BRIEF:
Repeat all entries exactly.

Records from a data source:
*-*-*
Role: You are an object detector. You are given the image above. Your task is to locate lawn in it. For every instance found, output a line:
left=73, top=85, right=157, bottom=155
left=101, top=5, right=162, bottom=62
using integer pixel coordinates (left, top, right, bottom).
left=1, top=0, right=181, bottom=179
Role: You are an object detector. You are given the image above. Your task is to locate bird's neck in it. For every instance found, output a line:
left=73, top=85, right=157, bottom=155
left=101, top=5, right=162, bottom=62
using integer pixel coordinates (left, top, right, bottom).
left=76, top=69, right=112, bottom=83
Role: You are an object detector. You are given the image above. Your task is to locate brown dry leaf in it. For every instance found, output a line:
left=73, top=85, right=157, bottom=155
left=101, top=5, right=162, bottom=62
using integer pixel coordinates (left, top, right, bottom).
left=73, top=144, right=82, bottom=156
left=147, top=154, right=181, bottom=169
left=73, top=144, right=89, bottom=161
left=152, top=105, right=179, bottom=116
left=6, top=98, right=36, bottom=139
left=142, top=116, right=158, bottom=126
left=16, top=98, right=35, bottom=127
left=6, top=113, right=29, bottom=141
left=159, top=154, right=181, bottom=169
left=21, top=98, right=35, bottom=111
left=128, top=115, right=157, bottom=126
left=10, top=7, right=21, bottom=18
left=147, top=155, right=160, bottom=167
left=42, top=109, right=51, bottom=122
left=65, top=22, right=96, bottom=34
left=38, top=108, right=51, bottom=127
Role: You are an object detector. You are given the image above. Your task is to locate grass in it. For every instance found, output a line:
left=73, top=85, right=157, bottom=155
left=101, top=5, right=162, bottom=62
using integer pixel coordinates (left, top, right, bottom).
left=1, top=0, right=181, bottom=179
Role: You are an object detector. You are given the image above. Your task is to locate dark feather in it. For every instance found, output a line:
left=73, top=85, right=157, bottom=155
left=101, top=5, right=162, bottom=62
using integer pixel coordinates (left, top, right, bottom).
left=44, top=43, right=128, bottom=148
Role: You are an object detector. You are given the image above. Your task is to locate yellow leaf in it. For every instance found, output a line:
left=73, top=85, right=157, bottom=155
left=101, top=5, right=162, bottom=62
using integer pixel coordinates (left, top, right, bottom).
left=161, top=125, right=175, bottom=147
*-*-*
RESPONSE:
Role: You are an object detector. You are given the image above. Your task is to locate lawn in it. For every instance found, output a line:
left=73, top=85, right=157, bottom=155
left=101, top=5, right=162, bottom=62
using integer pixel coordinates (left, top, right, bottom).
left=1, top=0, right=181, bottom=179
Role: You are an object detector. You are given the image above. Your task is to locate bird's neck in it. For every instance found, output a line:
left=73, top=85, right=157, bottom=155
left=101, top=5, right=162, bottom=62
using integer pixel coordinates (left, top, right, bottom).
left=76, top=69, right=112, bottom=83
Role: You are an object detector. You are given the image above. Your task is to locate brown dry leaf in it. For every instance found, output a line:
left=73, top=85, right=157, bottom=155
left=101, top=5, right=162, bottom=62
using integer pixel coordinates (left, top, right, bottom).
left=73, top=144, right=82, bottom=156
left=147, top=154, right=181, bottom=169
left=73, top=144, right=89, bottom=161
left=152, top=105, right=179, bottom=116
left=6, top=98, right=36, bottom=139
left=142, top=116, right=158, bottom=126
left=16, top=98, right=35, bottom=127
left=6, top=113, right=29, bottom=141
left=159, top=154, right=181, bottom=169
left=21, top=98, right=35, bottom=111
left=128, top=115, right=157, bottom=126
left=10, top=7, right=21, bottom=18
left=147, top=155, right=160, bottom=167
left=42, top=109, right=51, bottom=122
left=65, top=22, right=96, bottom=34
left=38, top=108, right=51, bottom=127
Role: You are an object detector. You are given the image above. Your task is to locate grass in it. For every instance found, output a line:
left=73, top=85, right=157, bottom=155
left=101, top=5, right=162, bottom=62
using integer pixel coordinates (left, top, right, bottom).
left=1, top=0, right=181, bottom=179
Role: You are an object detector. You are given the image above. Your task is to locate dark feather in it. For every instance found, output a line:
left=73, top=85, right=157, bottom=155
left=101, top=5, right=162, bottom=62
using integer pixel coordinates (left, top, right, bottom).
left=44, top=43, right=128, bottom=148
Role: You are an object detector. You are given the image above. Your task is to locate yellow leaf in it. For every instance found, output a line:
left=73, top=85, right=157, bottom=155
left=101, top=5, right=162, bottom=62
using integer pixel coordinates (left, top, right, bottom).
left=161, top=125, right=175, bottom=147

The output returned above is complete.